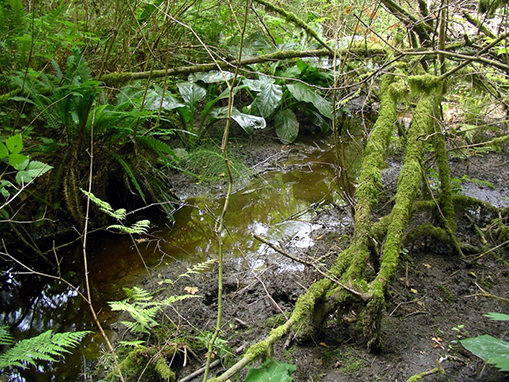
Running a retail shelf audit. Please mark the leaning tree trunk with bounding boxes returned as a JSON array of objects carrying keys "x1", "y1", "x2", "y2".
[{"x1": 208, "y1": 74, "x2": 446, "y2": 381}]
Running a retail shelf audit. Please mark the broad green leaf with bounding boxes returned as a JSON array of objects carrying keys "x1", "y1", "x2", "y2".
[
  {"x1": 16, "y1": 161, "x2": 53, "y2": 184},
  {"x1": 232, "y1": 108, "x2": 267, "y2": 134},
  {"x1": 211, "y1": 107, "x2": 267, "y2": 134},
  {"x1": 0, "y1": 142, "x2": 9, "y2": 159},
  {"x1": 9, "y1": 154, "x2": 28, "y2": 171},
  {"x1": 5, "y1": 134, "x2": 23, "y2": 154},
  {"x1": 177, "y1": 81, "x2": 207, "y2": 110},
  {"x1": 306, "y1": 109, "x2": 330, "y2": 134},
  {"x1": 286, "y1": 82, "x2": 332, "y2": 118},
  {"x1": 242, "y1": 78, "x2": 263, "y2": 92},
  {"x1": 460, "y1": 334, "x2": 509, "y2": 371},
  {"x1": 485, "y1": 312, "x2": 509, "y2": 321},
  {"x1": 255, "y1": 82, "x2": 283, "y2": 118},
  {"x1": 9, "y1": 96, "x2": 35, "y2": 105},
  {"x1": 274, "y1": 109, "x2": 299, "y2": 144},
  {"x1": 244, "y1": 360, "x2": 297, "y2": 382}
]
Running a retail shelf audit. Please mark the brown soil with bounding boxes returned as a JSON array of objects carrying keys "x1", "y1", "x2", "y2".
[{"x1": 116, "y1": 134, "x2": 509, "y2": 381}]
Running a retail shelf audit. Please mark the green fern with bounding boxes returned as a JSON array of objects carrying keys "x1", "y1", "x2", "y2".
[
  {"x1": 0, "y1": 328, "x2": 91, "y2": 369},
  {"x1": 108, "y1": 220, "x2": 150, "y2": 235},
  {"x1": 80, "y1": 188, "x2": 127, "y2": 221},
  {"x1": 0, "y1": 326, "x2": 14, "y2": 345},
  {"x1": 108, "y1": 287, "x2": 198, "y2": 334},
  {"x1": 110, "y1": 152, "x2": 146, "y2": 203}
]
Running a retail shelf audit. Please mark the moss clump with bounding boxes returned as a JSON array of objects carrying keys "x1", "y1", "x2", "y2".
[{"x1": 408, "y1": 74, "x2": 443, "y2": 95}]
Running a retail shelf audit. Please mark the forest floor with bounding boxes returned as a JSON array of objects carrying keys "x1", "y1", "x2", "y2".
[{"x1": 116, "y1": 129, "x2": 509, "y2": 382}]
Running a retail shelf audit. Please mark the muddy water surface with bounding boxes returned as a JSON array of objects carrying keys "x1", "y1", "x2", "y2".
[{"x1": 0, "y1": 137, "x2": 360, "y2": 381}]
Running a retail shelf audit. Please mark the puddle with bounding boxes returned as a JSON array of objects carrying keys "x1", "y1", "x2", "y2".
[{"x1": 0, "y1": 135, "x2": 360, "y2": 381}]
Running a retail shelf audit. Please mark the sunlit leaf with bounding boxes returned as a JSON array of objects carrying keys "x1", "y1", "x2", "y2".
[
  {"x1": 232, "y1": 109, "x2": 267, "y2": 134},
  {"x1": 9, "y1": 154, "x2": 28, "y2": 170},
  {"x1": 287, "y1": 83, "x2": 332, "y2": 118},
  {"x1": 255, "y1": 82, "x2": 283, "y2": 118},
  {"x1": 244, "y1": 359, "x2": 297, "y2": 382},
  {"x1": 460, "y1": 334, "x2": 509, "y2": 371},
  {"x1": 5, "y1": 134, "x2": 23, "y2": 154},
  {"x1": 177, "y1": 81, "x2": 207, "y2": 110}
]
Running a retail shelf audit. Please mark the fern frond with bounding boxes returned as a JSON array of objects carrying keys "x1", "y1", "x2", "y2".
[
  {"x1": 163, "y1": 294, "x2": 201, "y2": 305},
  {"x1": 0, "y1": 326, "x2": 14, "y2": 345},
  {"x1": 122, "y1": 286, "x2": 153, "y2": 301},
  {"x1": 108, "y1": 301, "x2": 161, "y2": 333},
  {"x1": 80, "y1": 188, "x2": 127, "y2": 221},
  {"x1": 108, "y1": 220, "x2": 150, "y2": 235},
  {"x1": 110, "y1": 152, "x2": 146, "y2": 203},
  {"x1": 180, "y1": 259, "x2": 217, "y2": 277},
  {"x1": 0, "y1": 330, "x2": 91, "y2": 369}
]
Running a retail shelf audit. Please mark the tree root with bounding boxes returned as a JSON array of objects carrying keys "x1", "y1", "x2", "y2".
[{"x1": 208, "y1": 75, "x2": 450, "y2": 382}]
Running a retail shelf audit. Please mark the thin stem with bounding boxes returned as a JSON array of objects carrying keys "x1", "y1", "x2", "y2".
[
  {"x1": 82, "y1": 106, "x2": 124, "y2": 382},
  {"x1": 203, "y1": 0, "x2": 251, "y2": 381}
]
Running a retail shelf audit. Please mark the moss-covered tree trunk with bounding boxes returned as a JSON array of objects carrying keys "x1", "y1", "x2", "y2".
[{"x1": 208, "y1": 75, "x2": 454, "y2": 381}]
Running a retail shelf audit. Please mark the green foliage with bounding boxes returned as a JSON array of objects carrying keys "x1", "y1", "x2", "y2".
[
  {"x1": 0, "y1": 134, "x2": 53, "y2": 213},
  {"x1": 0, "y1": 328, "x2": 91, "y2": 369},
  {"x1": 81, "y1": 189, "x2": 127, "y2": 220},
  {"x1": 245, "y1": 359, "x2": 297, "y2": 382},
  {"x1": 460, "y1": 312, "x2": 509, "y2": 371},
  {"x1": 108, "y1": 287, "x2": 198, "y2": 334}
]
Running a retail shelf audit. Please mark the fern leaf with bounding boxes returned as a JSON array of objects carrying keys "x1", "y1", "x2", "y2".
[
  {"x1": 122, "y1": 286, "x2": 152, "y2": 301},
  {"x1": 0, "y1": 330, "x2": 91, "y2": 369},
  {"x1": 80, "y1": 188, "x2": 127, "y2": 220},
  {"x1": 110, "y1": 152, "x2": 146, "y2": 203},
  {"x1": 163, "y1": 294, "x2": 201, "y2": 305},
  {"x1": 0, "y1": 326, "x2": 14, "y2": 345},
  {"x1": 108, "y1": 220, "x2": 150, "y2": 235}
]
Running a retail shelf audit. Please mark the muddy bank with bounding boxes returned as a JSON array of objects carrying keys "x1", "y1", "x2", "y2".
[{"x1": 101, "y1": 144, "x2": 509, "y2": 382}]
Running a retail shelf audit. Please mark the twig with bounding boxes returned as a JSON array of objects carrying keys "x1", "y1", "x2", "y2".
[
  {"x1": 179, "y1": 359, "x2": 221, "y2": 382},
  {"x1": 472, "y1": 240, "x2": 509, "y2": 261},
  {"x1": 253, "y1": 234, "x2": 370, "y2": 301}
]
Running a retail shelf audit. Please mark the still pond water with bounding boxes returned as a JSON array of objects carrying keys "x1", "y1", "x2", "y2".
[{"x1": 0, "y1": 134, "x2": 360, "y2": 381}]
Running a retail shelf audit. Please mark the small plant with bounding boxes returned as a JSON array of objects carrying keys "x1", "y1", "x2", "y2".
[
  {"x1": 0, "y1": 134, "x2": 53, "y2": 198},
  {"x1": 0, "y1": 326, "x2": 91, "y2": 370},
  {"x1": 245, "y1": 359, "x2": 297, "y2": 382},
  {"x1": 460, "y1": 312, "x2": 509, "y2": 371}
]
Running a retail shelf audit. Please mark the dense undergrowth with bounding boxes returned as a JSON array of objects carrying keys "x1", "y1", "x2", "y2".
[{"x1": 0, "y1": 0, "x2": 509, "y2": 380}]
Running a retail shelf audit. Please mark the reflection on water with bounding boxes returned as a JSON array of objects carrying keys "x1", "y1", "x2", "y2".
[{"x1": 0, "y1": 134, "x2": 359, "y2": 381}]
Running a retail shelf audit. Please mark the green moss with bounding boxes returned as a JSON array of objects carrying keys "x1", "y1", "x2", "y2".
[
  {"x1": 408, "y1": 74, "x2": 443, "y2": 95},
  {"x1": 370, "y1": 95, "x2": 436, "y2": 294},
  {"x1": 155, "y1": 357, "x2": 176, "y2": 382}
]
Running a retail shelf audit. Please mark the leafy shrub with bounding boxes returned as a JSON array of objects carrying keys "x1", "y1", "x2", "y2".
[{"x1": 460, "y1": 313, "x2": 509, "y2": 371}]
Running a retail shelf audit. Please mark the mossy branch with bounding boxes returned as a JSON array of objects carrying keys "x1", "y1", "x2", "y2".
[{"x1": 101, "y1": 47, "x2": 386, "y2": 85}]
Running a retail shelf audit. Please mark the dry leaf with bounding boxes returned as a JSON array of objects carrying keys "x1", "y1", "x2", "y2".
[{"x1": 184, "y1": 287, "x2": 198, "y2": 294}]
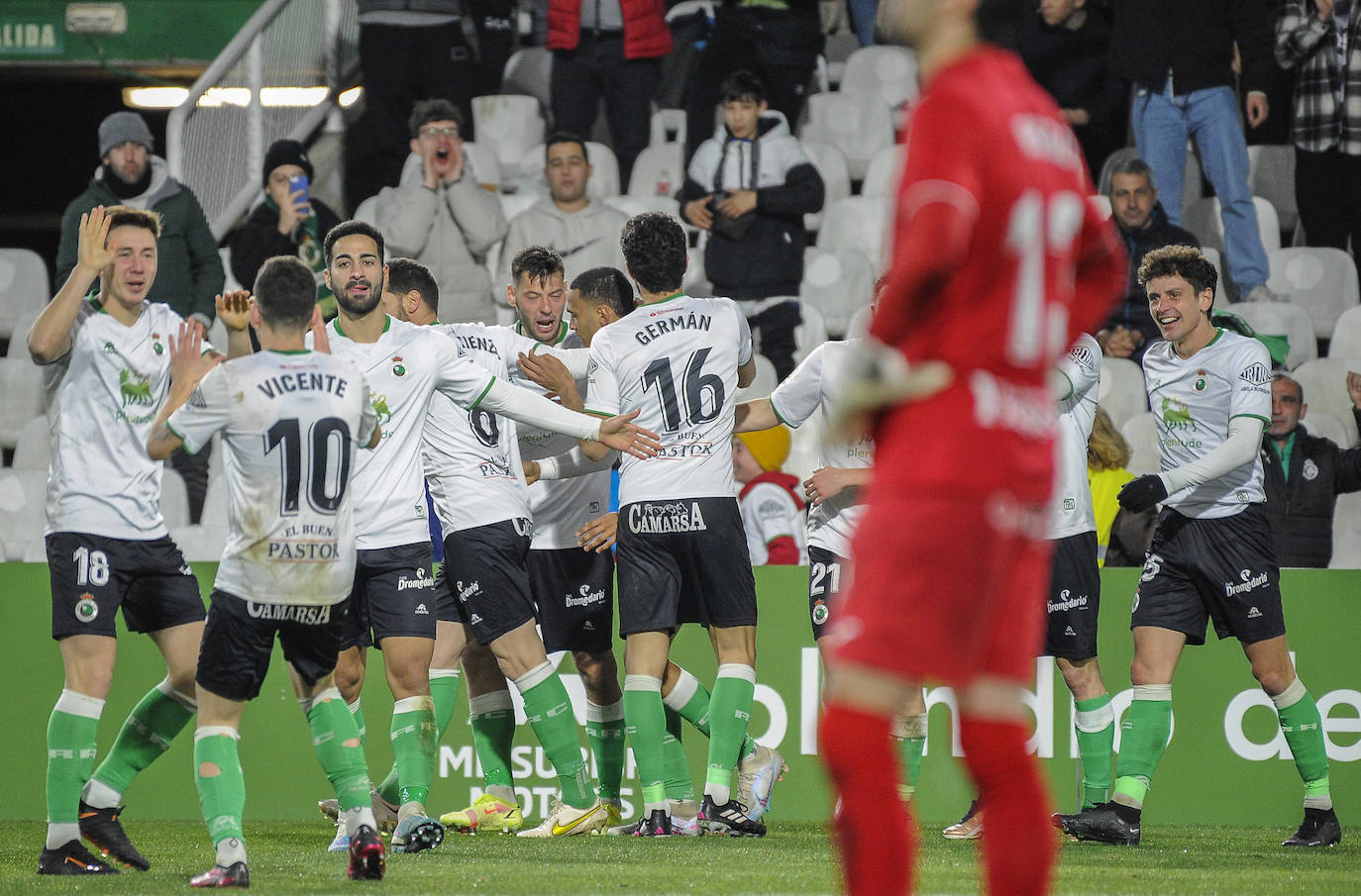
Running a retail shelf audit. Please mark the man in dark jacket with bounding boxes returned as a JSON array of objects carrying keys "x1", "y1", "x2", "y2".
[
  {"x1": 1262, "y1": 372, "x2": 1361, "y2": 567},
  {"x1": 1097, "y1": 159, "x2": 1201, "y2": 360},
  {"x1": 678, "y1": 70, "x2": 825, "y2": 379}
]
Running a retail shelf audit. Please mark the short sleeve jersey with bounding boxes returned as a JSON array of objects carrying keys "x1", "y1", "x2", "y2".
[
  {"x1": 870, "y1": 47, "x2": 1113, "y2": 503},
  {"x1": 1049, "y1": 333, "x2": 1101, "y2": 539},
  {"x1": 168, "y1": 350, "x2": 377, "y2": 606},
  {"x1": 423, "y1": 324, "x2": 536, "y2": 532},
  {"x1": 327, "y1": 317, "x2": 495, "y2": 549},
  {"x1": 1143, "y1": 331, "x2": 1271, "y2": 520},
  {"x1": 753, "y1": 339, "x2": 874, "y2": 557},
  {"x1": 586, "y1": 294, "x2": 751, "y2": 504},
  {"x1": 510, "y1": 319, "x2": 618, "y2": 550},
  {"x1": 44, "y1": 299, "x2": 211, "y2": 542}
]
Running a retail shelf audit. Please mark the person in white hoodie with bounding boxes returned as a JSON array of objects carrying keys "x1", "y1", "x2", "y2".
[
  {"x1": 494, "y1": 131, "x2": 629, "y2": 296},
  {"x1": 356, "y1": 99, "x2": 506, "y2": 324}
]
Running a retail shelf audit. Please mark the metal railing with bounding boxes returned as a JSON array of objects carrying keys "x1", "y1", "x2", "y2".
[{"x1": 166, "y1": 0, "x2": 360, "y2": 240}]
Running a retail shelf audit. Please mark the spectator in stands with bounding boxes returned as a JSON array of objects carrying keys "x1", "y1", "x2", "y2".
[
  {"x1": 357, "y1": 99, "x2": 506, "y2": 324},
  {"x1": 492, "y1": 132, "x2": 629, "y2": 296},
  {"x1": 1016, "y1": 0, "x2": 1124, "y2": 179},
  {"x1": 57, "y1": 112, "x2": 226, "y2": 522},
  {"x1": 680, "y1": 70, "x2": 823, "y2": 379},
  {"x1": 732, "y1": 426, "x2": 808, "y2": 565},
  {"x1": 684, "y1": 0, "x2": 823, "y2": 160},
  {"x1": 1262, "y1": 372, "x2": 1361, "y2": 567},
  {"x1": 1097, "y1": 159, "x2": 1201, "y2": 360},
  {"x1": 1275, "y1": 0, "x2": 1361, "y2": 285},
  {"x1": 1110, "y1": 0, "x2": 1277, "y2": 302},
  {"x1": 232, "y1": 140, "x2": 341, "y2": 321},
  {"x1": 549, "y1": 0, "x2": 671, "y2": 191},
  {"x1": 345, "y1": 0, "x2": 514, "y2": 208}
]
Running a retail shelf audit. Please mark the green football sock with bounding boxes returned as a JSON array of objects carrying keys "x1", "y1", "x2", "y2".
[
  {"x1": 1073, "y1": 693, "x2": 1114, "y2": 809},
  {"x1": 86, "y1": 681, "x2": 194, "y2": 809},
  {"x1": 392, "y1": 695, "x2": 436, "y2": 806},
  {"x1": 703, "y1": 662, "x2": 757, "y2": 804},
  {"x1": 193, "y1": 725, "x2": 247, "y2": 845},
  {"x1": 469, "y1": 691, "x2": 514, "y2": 787},
  {"x1": 514, "y1": 660, "x2": 596, "y2": 809},
  {"x1": 1114, "y1": 684, "x2": 1172, "y2": 809},
  {"x1": 662, "y1": 707, "x2": 694, "y2": 799},
  {"x1": 1271, "y1": 678, "x2": 1332, "y2": 809},
  {"x1": 48, "y1": 691, "x2": 103, "y2": 848},
  {"x1": 586, "y1": 700, "x2": 625, "y2": 799},
  {"x1": 623, "y1": 674, "x2": 669, "y2": 812}
]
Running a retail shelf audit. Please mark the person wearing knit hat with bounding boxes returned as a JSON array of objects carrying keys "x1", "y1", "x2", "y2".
[
  {"x1": 227, "y1": 140, "x2": 341, "y2": 320},
  {"x1": 732, "y1": 426, "x2": 808, "y2": 565}
]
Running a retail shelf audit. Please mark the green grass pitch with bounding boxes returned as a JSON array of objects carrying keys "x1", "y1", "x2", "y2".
[{"x1": 0, "y1": 817, "x2": 1361, "y2": 896}]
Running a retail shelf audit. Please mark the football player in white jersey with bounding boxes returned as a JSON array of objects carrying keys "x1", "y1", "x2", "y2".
[
  {"x1": 147, "y1": 257, "x2": 383, "y2": 888},
  {"x1": 325, "y1": 222, "x2": 658, "y2": 852},
  {"x1": 27, "y1": 205, "x2": 244, "y2": 874},
  {"x1": 586, "y1": 212, "x2": 765, "y2": 837},
  {"x1": 1056, "y1": 247, "x2": 1342, "y2": 847}
]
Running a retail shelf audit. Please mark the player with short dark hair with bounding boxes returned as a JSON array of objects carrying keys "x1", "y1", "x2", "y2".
[{"x1": 1056, "y1": 247, "x2": 1342, "y2": 847}]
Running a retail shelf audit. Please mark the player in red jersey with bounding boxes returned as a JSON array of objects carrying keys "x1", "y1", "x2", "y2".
[{"x1": 821, "y1": 0, "x2": 1125, "y2": 896}]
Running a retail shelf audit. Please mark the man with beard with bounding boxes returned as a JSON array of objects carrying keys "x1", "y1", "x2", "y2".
[{"x1": 57, "y1": 112, "x2": 226, "y2": 522}]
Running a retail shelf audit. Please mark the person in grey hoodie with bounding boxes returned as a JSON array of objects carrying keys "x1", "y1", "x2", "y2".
[
  {"x1": 356, "y1": 99, "x2": 506, "y2": 324},
  {"x1": 492, "y1": 131, "x2": 629, "y2": 310}
]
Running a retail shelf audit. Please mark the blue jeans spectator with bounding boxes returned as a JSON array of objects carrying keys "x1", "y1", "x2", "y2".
[{"x1": 1131, "y1": 79, "x2": 1269, "y2": 299}]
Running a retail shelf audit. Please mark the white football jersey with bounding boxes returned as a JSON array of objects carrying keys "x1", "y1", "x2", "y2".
[
  {"x1": 44, "y1": 299, "x2": 211, "y2": 542},
  {"x1": 586, "y1": 294, "x2": 751, "y2": 504},
  {"x1": 168, "y1": 350, "x2": 377, "y2": 606},
  {"x1": 506, "y1": 324, "x2": 610, "y2": 550},
  {"x1": 753, "y1": 339, "x2": 874, "y2": 557},
  {"x1": 327, "y1": 317, "x2": 495, "y2": 549},
  {"x1": 1143, "y1": 329, "x2": 1271, "y2": 520},
  {"x1": 1048, "y1": 333, "x2": 1101, "y2": 539}
]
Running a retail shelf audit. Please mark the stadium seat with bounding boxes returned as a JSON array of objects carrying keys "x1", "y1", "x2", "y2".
[
  {"x1": 799, "y1": 92, "x2": 894, "y2": 181},
  {"x1": 1097, "y1": 357, "x2": 1149, "y2": 430},
  {"x1": 803, "y1": 143, "x2": 851, "y2": 231},
  {"x1": 0, "y1": 357, "x2": 44, "y2": 448},
  {"x1": 1328, "y1": 492, "x2": 1361, "y2": 569},
  {"x1": 1248, "y1": 145, "x2": 1300, "y2": 233},
  {"x1": 799, "y1": 249, "x2": 875, "y2": 336},
  {"x1": 10, "y1": 415, "x2": 52, "y2": 472},
  {"x1": 1291, "y1": 356, "x2": 1361, "y2": 448},
  {"x1": 860, "y1": 143, "x2": 906, "y2": 199},
  {"x1": 793, "y1": 302, "x2": 827, "y2": 363},
  {"x1": 628, "y1": 143, "x2": 684, "y2": 196},
  {"x1": 1267, "y1": 247, "x2": 1361, "y2": 339},
  {"x1": 0, "y1": 249, "x2": 52, "y2": 339},
  {"x1": 1225, "y1": 302, "x2": 1317, "y2": 370},
  {"x1": 1120, "y1": 411, "x2": 1160, "y2": 476},
  {"x1": 840, "y1": 44, "x2": 918, "y2": 117},
  {"x1": 818, "y1": 196, "x2": 892, "y2": 283},
  {"x1": 472, "y1": 94, "x2": 545, "y2": 170}
]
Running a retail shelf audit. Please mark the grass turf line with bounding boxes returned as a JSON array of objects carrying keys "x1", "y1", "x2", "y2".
[{"x1": 0, "y1": 817, "x2": 1361, "y2": 896}]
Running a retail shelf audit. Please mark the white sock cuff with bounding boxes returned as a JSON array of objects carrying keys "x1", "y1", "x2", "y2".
[
  {"x1": 193, "y1": 725, "x2": 241, "y2": 744},
  {"x1": 1271, "y1": 676, "x2": 1308, "y2": 713},
  {"x1": 623, "y1": 676, "x2": 664, "y2": 695},
  {"x1": 469, "y1": 691, "x2": 514, "y2": 715},
  {"x1": 514, "y1": 659, "x2": 556, "y2": 696},
  {"x1": 714, "y1": 662, "x2": 757, "y2": 684},
  {"x1": 392, "y1": 693, "x2": 434, "y2": 715},
  {"x1": 53, "y1": 688, "x2": 103, "y2": 721},
  {"x1": 1073, "y1": 693, "x2": 1115, "y2": 735},
  {"x1": 1134, "y1": 684, "x2": 1172, "y2": 702},
  {"x1": 662, "y1": 666, "x2": 699, "y2": 713},
  {"x1": 586, "y1": 700, "x2": 623, "y2": 722}
]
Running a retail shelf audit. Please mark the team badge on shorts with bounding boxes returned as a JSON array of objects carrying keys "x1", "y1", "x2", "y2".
[{"x1": 76, "y1": 593, "x2": 99, "y2": 623}]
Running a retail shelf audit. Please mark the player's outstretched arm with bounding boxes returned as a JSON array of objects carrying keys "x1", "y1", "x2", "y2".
[{"x1": 27, "y1": 205, "x2": 119, "y2": 364}]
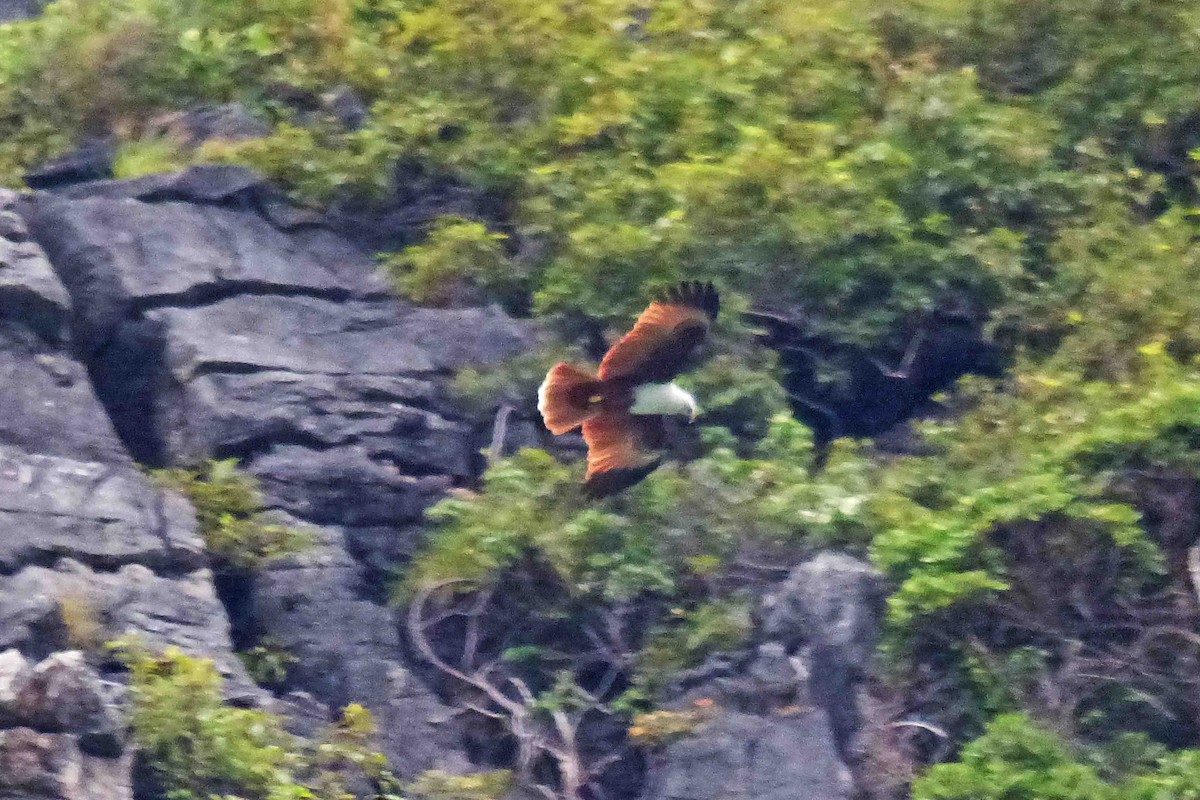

———

→ TASK TO CARRY OUT: Locate each line above that contains the string "football" and copy those lines out in full. Treat the match as case-sensitive.

→ ANSWER FOR THIS EXERCISE:
Running a retail shelf audit. Please mark the green football sock with bounding boxes returned as a JSON array of objects carrying keys "x1", "y1", "x2", "y2".
Running a retail shelf audit. Please mark the football player in white jersey with bounding boxes returned as a JSON array of objects carrying keys "x1", "y1", "x2", "y2".
Running a retail shelf audit. Please mark the white football jersey with bounding boxes returned as a JSON array of objects carrying keys "x1", "y1", "x2", "y2".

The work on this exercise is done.